- [THE EXERCISE]
Starting at the line that contains "of the hammer", copy each line through the final one exactly as written.

- [Rows from a pointing dataset]

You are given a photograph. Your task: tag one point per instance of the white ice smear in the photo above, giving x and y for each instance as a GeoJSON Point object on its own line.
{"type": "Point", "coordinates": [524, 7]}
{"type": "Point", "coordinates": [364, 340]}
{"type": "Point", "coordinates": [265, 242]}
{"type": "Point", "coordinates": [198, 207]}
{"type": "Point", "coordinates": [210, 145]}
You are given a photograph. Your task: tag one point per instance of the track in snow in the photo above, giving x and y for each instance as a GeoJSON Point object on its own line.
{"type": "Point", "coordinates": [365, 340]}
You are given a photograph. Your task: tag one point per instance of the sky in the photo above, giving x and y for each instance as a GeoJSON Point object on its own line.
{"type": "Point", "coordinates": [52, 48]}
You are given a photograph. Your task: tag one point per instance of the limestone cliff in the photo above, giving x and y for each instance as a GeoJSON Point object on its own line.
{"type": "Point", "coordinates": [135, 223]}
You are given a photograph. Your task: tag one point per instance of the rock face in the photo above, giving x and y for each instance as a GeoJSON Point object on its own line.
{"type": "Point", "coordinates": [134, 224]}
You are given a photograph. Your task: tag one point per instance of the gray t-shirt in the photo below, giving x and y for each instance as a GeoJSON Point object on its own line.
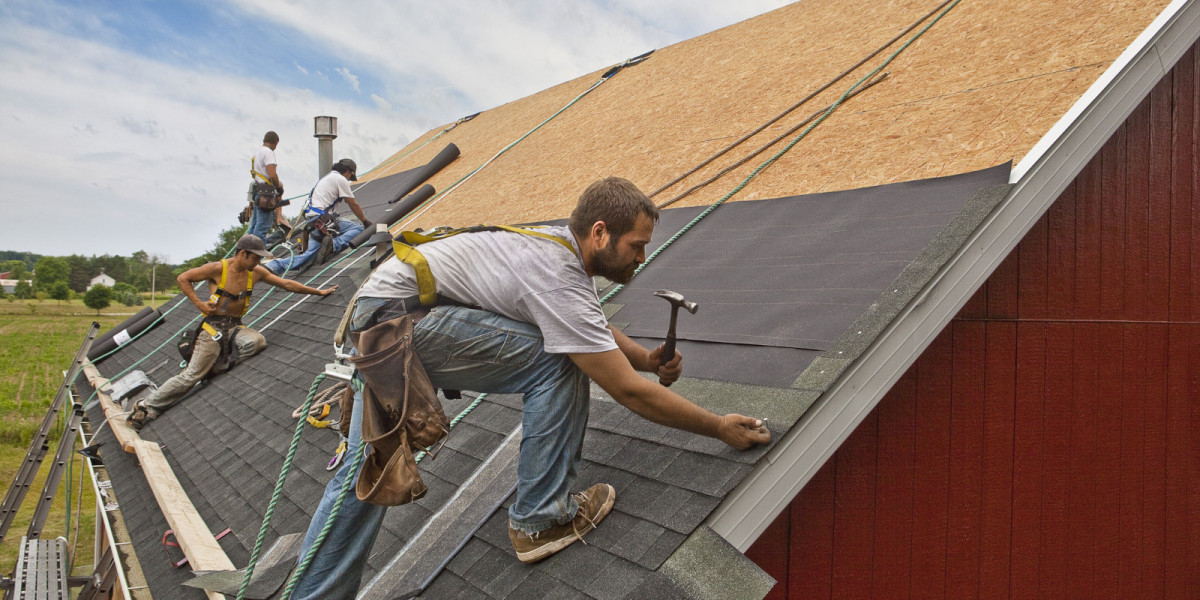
{"type": "Point", "coordinates": [522, 277]}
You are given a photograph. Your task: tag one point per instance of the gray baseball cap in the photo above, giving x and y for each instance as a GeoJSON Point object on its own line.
{"type": "Point", "coordinates": [253, 245]}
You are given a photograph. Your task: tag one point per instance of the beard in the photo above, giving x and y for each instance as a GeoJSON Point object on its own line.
{"type": "Point", "coordinates": [607, 264]}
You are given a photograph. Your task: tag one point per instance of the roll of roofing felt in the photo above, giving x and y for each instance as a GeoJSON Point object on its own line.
{"type": "Point", "coordinates": [121, 334]}
{"type": "Point", "coordinates": [396, 211]}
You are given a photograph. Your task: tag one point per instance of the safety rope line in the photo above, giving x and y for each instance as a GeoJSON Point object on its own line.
{"type": "Point", "coordinates": [771, 161]}
{"type": "Point", "coordinates": [427, 204]}
{"type": "Point", "coordinates": [805, 100]}
{"type": "Point", "coordinates": [765, 147]}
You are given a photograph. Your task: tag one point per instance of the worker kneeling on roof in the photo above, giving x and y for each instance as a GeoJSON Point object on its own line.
{"type": "Point", "coordinates": [519, 313]}
{"type": "Point", "coordinates": [329, 232]}
{"type": "Point", "coordinates": [221, 339]}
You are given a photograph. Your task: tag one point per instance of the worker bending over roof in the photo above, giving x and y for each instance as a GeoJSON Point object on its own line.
{"type": "Point", "coordinates": [519, 313]}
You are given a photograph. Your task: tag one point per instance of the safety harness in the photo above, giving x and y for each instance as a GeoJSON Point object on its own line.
{"type": "Point", "coordinates": [405, 245]}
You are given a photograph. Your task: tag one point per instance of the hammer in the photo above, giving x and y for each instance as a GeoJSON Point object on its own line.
{"type": "Point", "coordinates": [676, 300]}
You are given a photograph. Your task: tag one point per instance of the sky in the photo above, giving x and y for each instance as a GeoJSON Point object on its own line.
{"type": "Point", "coordinates": [129, 125]}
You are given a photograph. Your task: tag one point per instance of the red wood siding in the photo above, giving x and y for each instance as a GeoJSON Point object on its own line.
{"type": "Point", "coordinates": [1048, 442]}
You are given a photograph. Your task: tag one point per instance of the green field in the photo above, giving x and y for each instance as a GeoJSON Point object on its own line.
{"type": "Point", "coordinates": [37, 341]}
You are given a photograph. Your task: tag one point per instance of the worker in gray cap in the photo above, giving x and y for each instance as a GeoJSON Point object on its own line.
{"type": "Point", "coordinates": [329, 233]}
{"type": "Point", "coordinates": [221, 339]}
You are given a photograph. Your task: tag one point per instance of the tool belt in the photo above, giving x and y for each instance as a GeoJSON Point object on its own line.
{"type": "Point", "coordinates": [223, 331]}
{"type": "Point", "coordinates": [267, 196]}
{"type": "Point", "coordinates": [401, 413]}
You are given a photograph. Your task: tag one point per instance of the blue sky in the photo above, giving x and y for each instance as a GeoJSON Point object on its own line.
{"type": "Point", "coordinates": [129, 125]}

- [FULL ANSWER]
You are given a photograph. Your task: tag one point per instance of the hammer in the photo above, giving x and y for each instance as a GeoJSON Point object on its own line.
{"type": "Point", "coordinates": [676, 300]}
You are given a photograph. Your task: tag one point per instance of the sky in the photo above, giving x and y for each instance as a GeoJSON Point object on its own line.
{"type": "Point", "coordinates": [129, 125]}
You are given a photograph. Your task: tag one point per instance of the red wood siding in the photo above, giving x and y for each instance as a GeoJSON Point object on its own line.
{"type": "Point", "coordinates": [1048, 442]}
You are given a photograph. Your task: tag one point per instance of the green field in the photo above, giving x and y for each instance as a GeoJSON Point object on its own line.
{"type": "Point", "coordinates": [37, 341]}
You are given a photograph. Your task: tag one point per instance of the worker in gray cap in the photo above, giving x and y for each instance as a GeoJSON Point object on its own line.
{"type": "Point", "coordinates": [329, 233]}
{"type": "Point", "coordinates": [221, 339]}
You are given a photograph. Your task: tag one point per instance of the tool belt in the photo above, giving x and y for each instance as a GeoJSON Point object on its own line.
{"type": "Point", "coordinates": [223, 331]}
{"type": "Point", "coordinates": [267, 196]}
{"type": "Point", "coordinates": [401, 413]}
You are given a photograph. Your task: tag one point per instance of the blue sky in the photo above, giving x and y for each instance as a GeoJSON Point object on its own line.
{"type": "Point", "coordinates": [129, 125]}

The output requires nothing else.